Enunciado
Transcreva sem alterações o trecho dos registros abaixo que se inicia na linha que contém "Find the person" e se encerra na linha que contém "[(62, 194), (19, 193)]", ambas incluídas.

Os dados
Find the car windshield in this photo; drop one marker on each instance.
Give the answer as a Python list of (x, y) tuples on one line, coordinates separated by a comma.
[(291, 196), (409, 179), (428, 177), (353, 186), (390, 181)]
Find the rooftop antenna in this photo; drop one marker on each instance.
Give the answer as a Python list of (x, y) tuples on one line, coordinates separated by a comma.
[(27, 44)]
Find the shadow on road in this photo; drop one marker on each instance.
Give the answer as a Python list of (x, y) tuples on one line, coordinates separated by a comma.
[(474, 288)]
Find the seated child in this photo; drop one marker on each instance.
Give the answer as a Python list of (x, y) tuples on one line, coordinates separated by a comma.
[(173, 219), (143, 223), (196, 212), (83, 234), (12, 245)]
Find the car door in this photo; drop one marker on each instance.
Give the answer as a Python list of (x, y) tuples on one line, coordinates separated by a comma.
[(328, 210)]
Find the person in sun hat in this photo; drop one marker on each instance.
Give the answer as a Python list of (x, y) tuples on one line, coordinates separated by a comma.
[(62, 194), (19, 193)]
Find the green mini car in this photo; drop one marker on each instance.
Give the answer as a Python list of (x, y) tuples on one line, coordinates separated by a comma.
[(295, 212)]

* * *

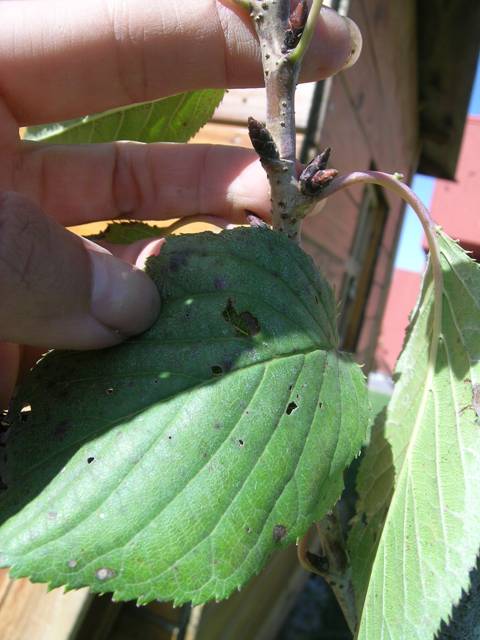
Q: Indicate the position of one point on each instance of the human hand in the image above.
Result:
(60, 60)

==

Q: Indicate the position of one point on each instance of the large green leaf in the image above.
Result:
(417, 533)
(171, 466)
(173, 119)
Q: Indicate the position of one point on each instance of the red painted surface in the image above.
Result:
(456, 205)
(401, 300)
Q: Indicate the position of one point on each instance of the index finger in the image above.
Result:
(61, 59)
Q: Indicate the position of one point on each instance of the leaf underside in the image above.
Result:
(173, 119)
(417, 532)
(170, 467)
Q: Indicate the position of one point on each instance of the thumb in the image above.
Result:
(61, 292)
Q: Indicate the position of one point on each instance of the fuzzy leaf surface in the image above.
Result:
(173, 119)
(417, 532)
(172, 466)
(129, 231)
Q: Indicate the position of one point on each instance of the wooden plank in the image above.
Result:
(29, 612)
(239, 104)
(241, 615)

Resolução
Find the person in sun hat in this photo; drop one marker on each instance.
Give the answer as a Python list of (x, y) tuples on one line, coordinates separated by a comma.
[(62, 194), (19, 193)]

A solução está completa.